# Start of Data for this task

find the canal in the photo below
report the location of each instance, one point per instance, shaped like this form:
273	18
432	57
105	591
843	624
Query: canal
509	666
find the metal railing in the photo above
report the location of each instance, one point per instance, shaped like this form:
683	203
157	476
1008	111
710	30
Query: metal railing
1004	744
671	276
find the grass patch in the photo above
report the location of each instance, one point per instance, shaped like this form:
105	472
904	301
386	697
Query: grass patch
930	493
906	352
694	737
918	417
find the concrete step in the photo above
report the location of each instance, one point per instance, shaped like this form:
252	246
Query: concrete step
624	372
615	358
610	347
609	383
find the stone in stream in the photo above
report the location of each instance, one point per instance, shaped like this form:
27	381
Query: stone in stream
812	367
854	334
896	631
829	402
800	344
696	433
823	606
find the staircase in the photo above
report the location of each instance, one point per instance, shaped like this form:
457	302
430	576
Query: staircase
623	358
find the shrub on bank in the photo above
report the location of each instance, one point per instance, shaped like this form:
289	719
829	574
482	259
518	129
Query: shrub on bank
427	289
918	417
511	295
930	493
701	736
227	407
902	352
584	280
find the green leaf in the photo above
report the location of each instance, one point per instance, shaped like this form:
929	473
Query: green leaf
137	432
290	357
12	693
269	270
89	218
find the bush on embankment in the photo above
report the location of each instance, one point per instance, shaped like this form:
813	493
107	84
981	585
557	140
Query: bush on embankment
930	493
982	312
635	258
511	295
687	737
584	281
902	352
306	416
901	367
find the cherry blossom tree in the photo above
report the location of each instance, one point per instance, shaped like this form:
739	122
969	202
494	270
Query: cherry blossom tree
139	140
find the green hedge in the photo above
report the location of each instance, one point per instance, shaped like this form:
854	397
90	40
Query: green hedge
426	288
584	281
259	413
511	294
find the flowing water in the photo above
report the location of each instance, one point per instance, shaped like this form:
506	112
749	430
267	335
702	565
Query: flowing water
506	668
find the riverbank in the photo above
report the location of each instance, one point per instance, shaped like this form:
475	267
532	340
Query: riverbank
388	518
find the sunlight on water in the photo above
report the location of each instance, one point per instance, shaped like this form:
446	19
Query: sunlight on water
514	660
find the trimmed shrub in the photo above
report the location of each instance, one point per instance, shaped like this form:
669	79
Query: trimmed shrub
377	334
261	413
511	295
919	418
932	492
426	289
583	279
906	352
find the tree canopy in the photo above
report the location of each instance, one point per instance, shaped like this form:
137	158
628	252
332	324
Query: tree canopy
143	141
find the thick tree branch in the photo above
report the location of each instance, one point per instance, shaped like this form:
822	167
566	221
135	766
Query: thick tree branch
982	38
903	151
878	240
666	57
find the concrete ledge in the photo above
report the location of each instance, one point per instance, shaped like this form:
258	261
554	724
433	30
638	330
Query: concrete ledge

# End of Data for this task

> Given problem
Reproduce the material in full, with no word added or dropped.

> The reply
find the canal in the photo below
report the location of each instance, one point per instance, shaped like this form:
273	18
432	57
105	591
843	624
Query: canal
509	666
find the metal railing in the photo above
report the location of each instance, one point per instance, shaped like this form:
683	203
157	476
1008	111
710	30
Query: metal railing
1004	744
671	276
find the grass patch in the photo above
report the location of each instance, one point per instance, shaped like this form:
105	472
904	301
386	697
Query: grass patch
930	493
906	352
694	737
918	417
find the concrete step in the photo above
report the location of each instance, one point per instance, shaped like this form:
252	246
Query: concrete step
624	372
615	358
610	347
609	383
find the stone in stream in the photo above
report the location of each instance, one point per instance, shaped like this form:
27	381
Query: stone in stream
812	367
854	334
896	631
829	402
800	344
696	433
823	606
find the staircase in the photo above
report the location of each instance, one point per instance, shaped like this form:
457	302
430	576
Query: staircase
623	358
find the shrub on bank in the photo above
report the location of each instance, one point per instance, shaped like this form:
289	719
829	574
482	259
518	129
Query: shrub on bank
427	289
918	417
511	295
930	493
701	736
227	407
902	352
584	280
find the green leaf in the photo above
report the location of each instance, one point per instance, shaped like this form:
929	473
Query: green leaf
137	432
290	357
12	693
269	270
89	218
find the bush on embankment in the photo above
report the location of each instance, one point per instance, shaped like this form:
813	493
107	84
981	585
557	140
Query: bush on embankment
930	493
982	312
635	258
511	295
687	737
584	281
902	352
306	416
901	367
find the cherry blossom tree in the photo above
report the location of each instance, one point per instance, shaped like this form:
739	122
969	202
494	270
Query: cherry blossom tree
139	140
find the green hedge in the photo above
report the location of each instance, one point per instance, shaped like this form:
854	397
90	40
Query: green hedge
426	288
584	281
259	413
511	294
find the flowing water in the photo above
report the location of each instance, one point per instance, shaped like this form:
506	112
749	430
267	335
702	565
Query: flowing water
506	668
find the riverbank in the photo above
report the location of each instance, one point per instance, shaped like this form:
475	267
532	340
Query: riverbank
388	518
find the sunlight on water in the photo above
report the location of each instance, one point per instance, shaped like this form:
446	19
Query: sunlight on water
514	660
find the trimmed shrub in the photo above
report the location of each instance, one point per instance, shaped like this form:
669	79
Query: trimmed shrub
377	334
261	413
511	295
919	418
932	492
426	289
583	279
906	352
find the tree canopy in the photo above
report the location of each instance, one point per instance, shaped like this form:
137	158
628	252
332	324
Query: tree canopy
143	141
find the thick tree branch in the photo above
report the location of each instance, one point per instance, shaped like this form:
822	167
566	221
135	766
Query: thick tree branch
982	38
903	151
878	240
666	57
find the concrete ledge in the photo above
report the location of each instance, one point per instance, shaped like this form:
258	261
554	724
433	30
638	330
Query: concrete ledge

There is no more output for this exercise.